►
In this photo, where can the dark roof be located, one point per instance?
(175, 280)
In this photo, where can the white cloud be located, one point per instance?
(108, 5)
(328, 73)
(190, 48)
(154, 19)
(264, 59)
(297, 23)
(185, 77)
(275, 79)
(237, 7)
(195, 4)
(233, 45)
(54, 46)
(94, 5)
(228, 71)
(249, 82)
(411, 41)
◄
Everything in the listing above should be printed again exactly.

▶ **Solution below**
In this photo, where can the dark roof be located, one point per instance?
(175, 280)
In this photo, where can the white cloud be located, one point per instance?
(108, 5)
(328, 73)
(190, 48)
(154, 19)
(264, 59)
(297, 23)
(185, 77)
(275, 79)
(237, 7)
(195, 4)
(233, 45)
(54, 46)
(94, 5)
(228, 71)
(249, 82)
(411, 41)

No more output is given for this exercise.